• _Daten zur Aufgabe_:

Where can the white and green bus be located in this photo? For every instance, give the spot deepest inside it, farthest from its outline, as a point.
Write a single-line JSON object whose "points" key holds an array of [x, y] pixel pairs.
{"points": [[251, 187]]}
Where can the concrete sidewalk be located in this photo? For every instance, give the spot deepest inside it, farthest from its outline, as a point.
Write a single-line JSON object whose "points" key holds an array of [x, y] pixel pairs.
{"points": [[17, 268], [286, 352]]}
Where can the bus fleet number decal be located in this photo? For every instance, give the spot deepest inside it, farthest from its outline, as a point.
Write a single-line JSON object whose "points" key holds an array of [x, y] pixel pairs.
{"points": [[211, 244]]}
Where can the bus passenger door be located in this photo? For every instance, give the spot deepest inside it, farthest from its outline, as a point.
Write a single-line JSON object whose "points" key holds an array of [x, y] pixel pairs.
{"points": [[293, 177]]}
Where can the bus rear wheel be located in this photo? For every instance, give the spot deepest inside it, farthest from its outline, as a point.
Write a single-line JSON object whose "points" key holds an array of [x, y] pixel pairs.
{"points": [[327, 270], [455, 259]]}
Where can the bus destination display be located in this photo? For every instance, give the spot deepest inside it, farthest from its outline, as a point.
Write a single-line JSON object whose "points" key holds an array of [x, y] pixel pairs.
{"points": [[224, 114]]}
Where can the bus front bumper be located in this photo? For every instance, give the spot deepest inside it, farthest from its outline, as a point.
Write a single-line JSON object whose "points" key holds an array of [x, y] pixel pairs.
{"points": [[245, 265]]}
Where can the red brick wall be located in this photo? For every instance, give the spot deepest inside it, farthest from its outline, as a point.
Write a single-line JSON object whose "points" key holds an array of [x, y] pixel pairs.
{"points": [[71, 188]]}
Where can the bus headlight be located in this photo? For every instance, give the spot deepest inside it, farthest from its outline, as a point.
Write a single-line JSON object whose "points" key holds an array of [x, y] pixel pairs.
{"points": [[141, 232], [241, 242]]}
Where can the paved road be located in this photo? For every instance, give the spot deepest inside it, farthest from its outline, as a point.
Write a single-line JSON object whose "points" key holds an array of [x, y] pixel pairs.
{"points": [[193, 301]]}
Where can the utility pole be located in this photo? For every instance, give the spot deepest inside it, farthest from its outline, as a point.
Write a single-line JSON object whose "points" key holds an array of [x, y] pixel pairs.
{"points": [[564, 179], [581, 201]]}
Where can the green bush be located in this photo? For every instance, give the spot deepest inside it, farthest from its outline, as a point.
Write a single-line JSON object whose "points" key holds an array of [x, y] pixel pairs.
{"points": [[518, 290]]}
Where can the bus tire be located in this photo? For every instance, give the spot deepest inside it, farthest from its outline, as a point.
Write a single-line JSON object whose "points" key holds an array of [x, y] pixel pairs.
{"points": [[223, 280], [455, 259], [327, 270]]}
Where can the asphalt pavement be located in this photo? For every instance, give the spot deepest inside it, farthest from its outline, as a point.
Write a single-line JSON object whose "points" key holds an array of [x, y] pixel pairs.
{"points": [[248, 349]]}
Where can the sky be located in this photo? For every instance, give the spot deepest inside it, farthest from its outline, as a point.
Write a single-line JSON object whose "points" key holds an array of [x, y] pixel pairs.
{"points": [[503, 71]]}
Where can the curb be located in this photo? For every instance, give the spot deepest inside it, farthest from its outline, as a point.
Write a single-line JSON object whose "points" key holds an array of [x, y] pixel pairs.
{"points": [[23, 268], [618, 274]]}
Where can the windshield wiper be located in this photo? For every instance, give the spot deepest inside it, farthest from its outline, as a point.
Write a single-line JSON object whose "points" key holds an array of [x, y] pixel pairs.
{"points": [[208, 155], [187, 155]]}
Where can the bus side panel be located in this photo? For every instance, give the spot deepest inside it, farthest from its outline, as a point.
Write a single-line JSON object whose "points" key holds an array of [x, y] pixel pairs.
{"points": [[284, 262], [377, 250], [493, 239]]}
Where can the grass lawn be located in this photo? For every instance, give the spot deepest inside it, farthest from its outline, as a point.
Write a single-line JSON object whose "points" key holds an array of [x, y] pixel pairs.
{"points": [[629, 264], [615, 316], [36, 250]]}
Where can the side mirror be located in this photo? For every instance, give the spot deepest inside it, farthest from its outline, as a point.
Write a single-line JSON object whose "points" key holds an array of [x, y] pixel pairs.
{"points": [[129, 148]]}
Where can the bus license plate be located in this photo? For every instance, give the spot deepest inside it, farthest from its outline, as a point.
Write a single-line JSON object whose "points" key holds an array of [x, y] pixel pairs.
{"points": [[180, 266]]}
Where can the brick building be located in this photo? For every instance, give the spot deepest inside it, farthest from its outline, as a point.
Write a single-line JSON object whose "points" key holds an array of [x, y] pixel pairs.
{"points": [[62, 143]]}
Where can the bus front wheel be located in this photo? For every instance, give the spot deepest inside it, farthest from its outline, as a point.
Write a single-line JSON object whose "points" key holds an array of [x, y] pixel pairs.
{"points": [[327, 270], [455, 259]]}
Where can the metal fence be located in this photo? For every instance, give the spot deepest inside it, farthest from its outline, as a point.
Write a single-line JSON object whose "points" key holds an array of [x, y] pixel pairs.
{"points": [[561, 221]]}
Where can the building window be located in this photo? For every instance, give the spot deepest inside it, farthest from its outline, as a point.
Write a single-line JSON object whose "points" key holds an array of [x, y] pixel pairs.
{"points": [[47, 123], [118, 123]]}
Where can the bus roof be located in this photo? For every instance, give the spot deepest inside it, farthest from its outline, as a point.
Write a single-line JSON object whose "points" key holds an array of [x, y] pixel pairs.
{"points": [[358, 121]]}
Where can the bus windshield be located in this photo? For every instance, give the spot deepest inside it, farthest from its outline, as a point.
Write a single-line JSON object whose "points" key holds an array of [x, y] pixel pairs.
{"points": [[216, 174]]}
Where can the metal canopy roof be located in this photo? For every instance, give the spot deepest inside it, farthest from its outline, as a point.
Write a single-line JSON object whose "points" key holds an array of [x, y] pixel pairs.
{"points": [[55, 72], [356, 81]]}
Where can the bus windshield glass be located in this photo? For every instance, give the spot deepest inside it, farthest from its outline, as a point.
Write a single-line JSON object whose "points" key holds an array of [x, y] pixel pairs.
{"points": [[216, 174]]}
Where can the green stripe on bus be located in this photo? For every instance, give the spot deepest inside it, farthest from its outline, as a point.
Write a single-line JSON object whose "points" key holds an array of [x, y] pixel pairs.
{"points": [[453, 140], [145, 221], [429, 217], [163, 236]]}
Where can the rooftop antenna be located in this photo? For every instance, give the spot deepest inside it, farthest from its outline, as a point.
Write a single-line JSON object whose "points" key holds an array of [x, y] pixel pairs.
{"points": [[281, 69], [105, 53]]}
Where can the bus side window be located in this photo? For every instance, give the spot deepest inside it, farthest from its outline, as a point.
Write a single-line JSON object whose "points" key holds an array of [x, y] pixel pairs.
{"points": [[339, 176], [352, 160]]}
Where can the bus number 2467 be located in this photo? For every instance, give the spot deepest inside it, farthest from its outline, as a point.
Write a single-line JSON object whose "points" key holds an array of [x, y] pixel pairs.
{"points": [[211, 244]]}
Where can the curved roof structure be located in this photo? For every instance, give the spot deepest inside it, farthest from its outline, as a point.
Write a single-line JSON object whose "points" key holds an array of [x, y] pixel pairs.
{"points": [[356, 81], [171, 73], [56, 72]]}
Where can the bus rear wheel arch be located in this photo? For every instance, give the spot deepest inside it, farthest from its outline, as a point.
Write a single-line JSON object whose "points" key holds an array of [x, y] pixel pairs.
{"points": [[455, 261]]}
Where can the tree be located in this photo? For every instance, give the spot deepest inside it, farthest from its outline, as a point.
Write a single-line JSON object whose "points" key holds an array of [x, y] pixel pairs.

• _Zu erledigende Aufgabe_: Wiederhole bitte sämtliche Einträge oben Zeile für Zeile und ohne jede Änderung.

• _Antwort_:
Where can the white and green bus be located in this photo? For every instance, give the spot deepest inside it, farthest from its outline, as a point.
Write a single-line JSON object whose "points" key holds an array of [x, y] pixel pairs.
{"points": [[251, 187]]}
Where can the concrete sidewalk be located in this photo? For every instance, give the spot deepest inside it, farthest from its outline, as a point.
Write a single-line JSON object whose "points" key holds an array of [x, y] pixel pairs.
{"points": [[17, 268], [286, 352]]}
Where can the bus fleet number decal be located in this photo? For every instance, give the spot deepest inside it, farthest from its outline, as a point.
Write a single-line JSON object whose "points" key holds an array of [x, y] pixel pairs.
{"points": [[211, 244]]}
Where can the bus passenger door be located in this photo? For every instance, give the spot deepest inside it, farthest from its outline, as a point.
Write a single-line JSON object whose "points" key holds an array of [x, y] pixel pairs.
{"points": [[293, 177]]}
Where can the bus rear wheel be located in this photo? For every instance, give the spot deepest inside it, farthest from its outline, as a point.
Write a single-line JSON object whose "points" key holds an array of [x, y] pixel pairs.
{"points": [[327, 270], [455, 259]]}
Where can the bus destination display be located in this photo? For every instance, give the spot deepest inside it, farthest from its outline, as a point.
Write a single-line JSON object whose "points" key holds an array of [x, y] pixel pairs.
{"points": [[224, 114]]}
Where can the bus front bumper be located in this photo? For every instance, give the spot deepest inside it, farthest from its outline, as a point.
Write a single-line JSON object whose "points" key holds an array of [x, y] pixel pairs.
{"points": [[245, 265]]}
Where can the red brick wall be located in this photo? For every instance, give the spot deepest inside it, farthest from its outline, as a point.
Write a single-line JSON object whose "points" key holds an array of [x, y] pixel pairs.
{"points": [[71, 188]]}
Where can the bus headlight be located in this photo? For every instance, give the spot deepest inside it, farthest from its outline, as a point.
Write a single-line JSON object whose "points" key holds an array of [x, y] pixel pairs.
{"points": [[141, 232], [241, 242]]}
Where can the paved road be located in this photo? For every instance, give the spot deepest inside it, farthest from its outline, as a point.
Write a single-line JSON object whose "points" key holds an array of [x, y] pixel pairs.
{"points": [[193, 301]]}
Where can the utility pole be located in this photo? For every instance, give the spot deepest inside it, farthest from its outline, as a point.
Write a single-line JSON object whose "points" key holds an array of [x, y] pixel pairs.
{"points": [[564, 179], [581, 201]]}
Where can the green bush be located in this photo? For every instance, give the spot deepest inside it, farthest from its outline, as a point.
Write a single-line JSON object whose "points" key holds an array of [x, y] pixel pairs.
{"points": [[518, 290]]}
Where can the bus tire be located in this photo? For every instance, give the spot deepest inside it, farthest from its outline, as a point.
Write a single-line JSON object whose "points" key holds an array of [x, y] pixel pairs.
{"points": [[223, 280], [455, 259], [327, 270]]}
Where can the asphalt pavement be located in this photo? For every instance, give the spot deepest inside it, farthest from its outline, as a point.
Write a single-line JSON object whose "points" key holds an array of [x, y] pixel pairs.
{"points": [[248, 349]]}
Where can the sky be located in this photo? For every instance, give the spot deepest inside it, farthest from its outline, as a point.
Write a single-line JSON object whose "points" key holds an array of [x, y] pixel pairs.
{"points": [[503, 71]]}
Where can the curb be located in this photo? For every instance, give the spot deepest inside it, farthest from its outline, as a point.
Write a single-line JSON object whose "points" key holds an array of [x, y] pixel pairs.
{"points": [[23, 268], [618, 274]]}
Where can the windshield wiper be located in this photo? For every instance, give the spot deepest inside it, farthest from its outline, as a point.
Write a single-line JSON object whose "points" key holds an array of [x, y] pixel pairs.
{"points": [[208, 155], [187, 155]]}
Where can the bus side panel be located in this photo? For every instance, give the spot deepest inside it, farthest from its outline, as a point.
Write a single-line JSON object whose "points" key holds an array of [x, y] pixel pairs.
{"points": [[284, 262], [377, 250], [493, 239]]}
Where can the grass lawn be located in this photo? For every instance, give the spot deepest inside it, farthest from its outline, as a point.
Write a single-line JSON object whose "points" key holds an array of [x, y] pixel pairs.
{"points": [[629, 264], [615, 316], [36, 250]]}
Where can the side mirror be located in this photo? For every instance, give the spot deepest inside it, farthest from its outline, as a point.
Write a single-line JSON object whose "points" key holds an array of [x, y] pixel pairs.
{"points": [[129, 148]]}
Where can the bus license plate be located in this photo? For every instance, give the spot deepest inside it, farthest from its outline, as a point.
Write a single-line JSON object whose "points" key holds an array of [x, y] pixel pairs.
{"points": [[180, 266]]}
Where can the brick building be located in this photo? For every instance, give the spot deepest inside it, farthest from its outline, as a point.
Write a single-line JSON object whose "points" key holds an array of [x, y] pixel pairs.
{"points": [[62, 143]]}
Where can the bus front wheel be located in this photo? For every instance, give the spot deepest inside it, farthest from its outline, as a point.
Write a single-line JSON object whose "points" key holds an array of [x, y] pixel pairs.
{"points": [[327, 270], [455, 259]]}
Where can the metal fence be located in this photo? For every instance, give the spot deepest inside it, farthest from its outline, as a point.
Write a single-line JSON object whose "points" key holds an array of [x, y] pixel pairs.
{"points": [[561, 221]]}
Where can the building window be located in this photo? For every instance, give the spot deepest inside it, farthest from its outline, as a point.
Write a single-line JSON object whose "points" key holds an array of [x, y] pixel pairs.
{"points": [[47, 123], [118, 123]]}
Where can the bus roof be located in this photo? For every instance, give the spot deepest inside it, farthest from its outline, as a point.
Write a single-line JSON object whose "points" key holds an array of [x, y] pixel pairs.
{"points": [[358, 121]]}
Where can the bus windshield be located in this photo? For every instance, give the spot deepest inside it, farthest from its outline, as a point.
Write a single-line JSON object whose "points" key holds an array of [x, y] pixel pairs.
{"points": [[216, 174]]}
Where can the metal canopy roof be located in this photo? For every instance, give the spot deepest inside it, farthest from its outline, as a point.
Write a single-line JSON object whose "points" key holds an array of [x, y] pixel pairs.
{"points": [[55, 72], [356, 81]]}
Where can the bus windshield glass be located in this photo? For every instance, give the spot deepest inside it, farthest from its outline, as a point.
Write a single-line JSON object whose "points" key holds an array of [x, y] pixel pairs.
{"points": [[216, 174]]}
Where can the green stripe on bus be located in this photo? For every instance, give the spot deepest inside it, farthest from its outline, as a point.
Write a single-line JSON object whose "points" key holds an array of [x, y] pixel pairs.
{"points": [[453, 140], [145, 221], [429, 217], [163, 236]]}
Where can the rooftop antenna be located in this photo? For every instance, give the spot deepest inside it, farthest from its outline, as a point.
Write a single-line JSON object whose "points" key holds an array of [x, y] pixel pairs.
{"points": [[281, 69], [105, 53]]}
Where can the bus side window be located in this photo? For every instance, give the spot deepest inside it, farthest from its outline, as a point.
Write a single-line JSON object whose "points" key holds an array of [x, y] pixel pairs.
{"points": [[339, 176], [352, 160]]}
Where can the bus number 2467 be located in this photo? For every instance, give the spot deepest inside it, farthest from its outline, as a point.
Write a single-line JSON object whose "points" key holds an array of [x, y] pixel pairs.
{"points": [[211, 244]]}
Where can the curved roof structure be located in this photo? For every instance, give the spot deepest inside it, farthest from its outline, as a point.
Write a single-line JSON object whose "points" key holds an array of [x, y] pixel pairs.
{"points": [[356, 81], [171, 73], [56, 72]]}
Where can the bus rear wheel arch be located in this photo? For every instance, give the spot deepest inside it, farthest from its outline, as a point.
Write a single-line JSON object whose "points" key holds an array of [x, y] pixel pairs.
{"points": [[455, 261]]}
Where can the tree be located in this photo? For every instance, give the spot deepest inside it, farthest from its outline, as a point.
Write a single-line JSON object whose "points" key holds an array of [x, y] pixel pairs.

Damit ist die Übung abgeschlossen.